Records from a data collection
★ ★ ★ ★ ★

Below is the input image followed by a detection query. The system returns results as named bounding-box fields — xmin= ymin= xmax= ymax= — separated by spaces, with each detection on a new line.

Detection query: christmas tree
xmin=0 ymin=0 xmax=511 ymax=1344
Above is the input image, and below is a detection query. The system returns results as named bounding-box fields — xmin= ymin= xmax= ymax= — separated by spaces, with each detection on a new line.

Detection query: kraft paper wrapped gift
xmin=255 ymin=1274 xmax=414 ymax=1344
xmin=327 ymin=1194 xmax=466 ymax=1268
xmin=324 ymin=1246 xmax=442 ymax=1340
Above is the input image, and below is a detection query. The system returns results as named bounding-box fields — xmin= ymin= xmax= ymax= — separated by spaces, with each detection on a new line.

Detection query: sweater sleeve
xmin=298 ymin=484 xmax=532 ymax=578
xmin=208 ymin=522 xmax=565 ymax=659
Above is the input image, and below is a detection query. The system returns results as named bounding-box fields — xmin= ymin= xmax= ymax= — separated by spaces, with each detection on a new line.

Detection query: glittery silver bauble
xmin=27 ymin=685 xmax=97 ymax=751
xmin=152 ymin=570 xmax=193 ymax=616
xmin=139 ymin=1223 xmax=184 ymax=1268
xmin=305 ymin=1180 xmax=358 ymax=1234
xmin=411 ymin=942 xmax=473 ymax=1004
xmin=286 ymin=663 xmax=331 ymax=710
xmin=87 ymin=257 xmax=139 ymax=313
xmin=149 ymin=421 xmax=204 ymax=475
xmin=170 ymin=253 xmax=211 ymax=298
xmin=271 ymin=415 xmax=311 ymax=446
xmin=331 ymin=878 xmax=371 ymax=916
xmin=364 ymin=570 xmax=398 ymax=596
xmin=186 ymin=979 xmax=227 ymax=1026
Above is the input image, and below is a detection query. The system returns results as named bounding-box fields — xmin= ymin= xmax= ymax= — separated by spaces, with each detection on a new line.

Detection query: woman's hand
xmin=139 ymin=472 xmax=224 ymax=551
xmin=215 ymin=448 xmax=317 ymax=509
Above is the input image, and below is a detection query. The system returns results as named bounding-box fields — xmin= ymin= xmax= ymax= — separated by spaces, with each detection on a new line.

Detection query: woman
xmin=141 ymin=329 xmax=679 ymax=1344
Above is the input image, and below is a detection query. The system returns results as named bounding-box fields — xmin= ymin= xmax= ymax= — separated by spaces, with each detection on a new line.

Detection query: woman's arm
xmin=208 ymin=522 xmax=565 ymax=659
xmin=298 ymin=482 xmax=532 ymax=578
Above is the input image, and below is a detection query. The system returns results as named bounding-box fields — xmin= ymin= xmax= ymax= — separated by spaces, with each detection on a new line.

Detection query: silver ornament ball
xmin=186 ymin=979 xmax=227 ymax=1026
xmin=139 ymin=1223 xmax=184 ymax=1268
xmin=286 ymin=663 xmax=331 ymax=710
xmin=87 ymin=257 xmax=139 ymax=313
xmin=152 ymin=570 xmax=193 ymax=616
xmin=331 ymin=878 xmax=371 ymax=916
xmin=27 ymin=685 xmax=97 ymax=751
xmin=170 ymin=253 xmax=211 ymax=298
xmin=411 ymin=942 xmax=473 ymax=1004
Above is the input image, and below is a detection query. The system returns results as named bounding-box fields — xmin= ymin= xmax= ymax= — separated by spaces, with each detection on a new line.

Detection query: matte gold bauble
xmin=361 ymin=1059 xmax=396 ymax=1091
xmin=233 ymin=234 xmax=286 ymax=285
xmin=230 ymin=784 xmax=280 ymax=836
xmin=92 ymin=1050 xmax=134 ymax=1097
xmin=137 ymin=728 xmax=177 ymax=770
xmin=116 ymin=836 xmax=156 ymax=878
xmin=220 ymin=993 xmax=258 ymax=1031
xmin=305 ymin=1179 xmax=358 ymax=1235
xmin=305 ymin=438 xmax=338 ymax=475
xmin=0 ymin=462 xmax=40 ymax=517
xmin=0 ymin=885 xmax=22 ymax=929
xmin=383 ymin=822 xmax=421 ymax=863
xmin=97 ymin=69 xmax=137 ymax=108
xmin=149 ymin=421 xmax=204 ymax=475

★ ★ ★ ★ ★

WHAT YOU SHOULD DO
All of the data needs to be reproduced exactly, with no line missing.

THE RESULT
Below is the input image followed by a detection query. The system returns results as named bounding-box fields — xmin= ymin= xmax= ymax= — separated by spaces, with each detection on a new line.

Detection query: christmas tree
xmin=0 ymin=0 xmax=511 ymax=1344
Above is the input image, and below is a detection query. The system returns results as named bounding-box fields — xmin= ymin= xmax= ymax= — separated by spaces, with each detection on a new line.

Detection query: kraft paper wrapped gift
xmin=255 ymin=1274 xmax=414 ymax=1344
xmin=327 ymin=1194 xmax=466 ymax=1268
xmin=324 ymin=1246 xmax=442 ymax=1340
Above is the input image, and below is a detection query. The system returns results as named bounding-box fields — xmin= ymin= xmax= ymax= — separated by spaces, with each detection on a new line.

Detection query: sweater sleeve
xmin=298 ymin=484 xmax=532 ymax=578
xmin=208 ymin=522 xmax=565 ymax=659
Above is the input image, and below is a detection query. The system returns results as named bounding-box fields — xmin= ymin= xmax= ymax= — separated by spaces, with each detection on a new line.

Detection query: glittery silver bauble
xmin=27 ymin=685 xmax=97 ymax=751
xmin=152 ymin=570 xmax=193 ymax=616
xmin=139 ymin=1223 xmax=184 ymax=1268
xmin=305 ymin=1180 xmax=358 ymax=1234
xmin=411 ymin=942 xmax=473 ymax=1004
xmin=286 ymin=663 xmax=331 ymax=710
xmin=87 ymin=257 xmax=139 ymax=313
xmin=149 ymin=421 xmax=204 ymax=475
xmin=170 ymin=253 xmax=211 ymax=298
xmin=271 ymin=415 xmax=311 ymax=446
xmin=331 ymin=878 xmax=371 ymax=916
xmin=364 ymin=570 xmax=398 ymax=596
xmin=186 ymin=979 xmax=227 ymax=1026
Above is the input image, and below is a detection query. The system returns results as named bounding-box fields — xmin= ymin= xmax= ymax= — separated by spaces, with each detection on a new line.

Detection query: woman's hand
xmin=139 ymin=472 xmax=224 ymax=551
xmin=215 ymin=448 xmax=317 ymax=509
Above is the input image, and below is a detection query. The system returns results as named bounding-box fields — xmin= ymin= xmax= ymax= — separated by spaces, with each detection on a new line.

Detection query: woman
xmin=141 ymin=329 xmax=679 ymax=1344
Above is the input image, and below is a detection query. The system returns results as named bounding-box fields — xmin= ymin= xmax= ymax= — separated by spaces, with each detection on a new line.

Detection query: woman's arm
xmin=208 ymin=522 xmax=565 ymax=659
xmin=298 ymin=482 xmax=532 ymax=578
Above is the input image, and below is a detection query. The system returns results as named bounding-box fields — xmin= ymin= xmax= ymax= — separated by spaces, with each detection on a new line.

Detection query: silver ornament ball
xmin=186 ymin=979 xmax=227 ymax=1026
xmin=139 ymin=1223 xmax=184 ymax=1268
xmin=286 ymin=663 xmax=331 ymax=710
xmin=87 ymin=257 xmax=139 ymax=313
xmin=152 ymin=570 xmax=193 ymax=616
xmin=331 ymin=878 xmax=371 ymax=916
xmin=27 ymin=685 xmax=97 ymax=751
xmin=170 ymin=253 xmax=211 ymax=298
xmin=411 ymin=942 xmax=473 ymax=1004
Above is the input image, and below is a detection query. The system returns results as named bounding-box fields — xmin= ymin= xmax= ymax= — separated by spaces, with each detection on a new line.

Detection query: matte gold bauble
xmin=361 ymin=1059 xmax=396 ymax=1091
xmin=233 ymin=234 xmax=286 ymax=285
xmin=230 ymin=784 xmax=280 ymax=836
xmin=92 ymin=1050 xmax=134 ymax=1097
xmin=137 ymin=728 xmax=177 ymax=770
xmin=116 ymin=836 xmax=156 ymax=878
xmin=220 ymin=993 xmax=258 ymax=1031
xmin=305 ymin=1179 xmax=358 ymax=1235
xmin=305 ymin=438 xmax=338 ymax=475
xmin=0 ymin=462 xmax=40 ymax=517
xmin=0 ymin=885 xmax=22 ymax=929
xmin=383 ymin=822 xmax=421 ymax=863
xmin=97 ymin=69 xmax=137 ymax=108
xmin=149 ymin=421 xmax=204 ymax=475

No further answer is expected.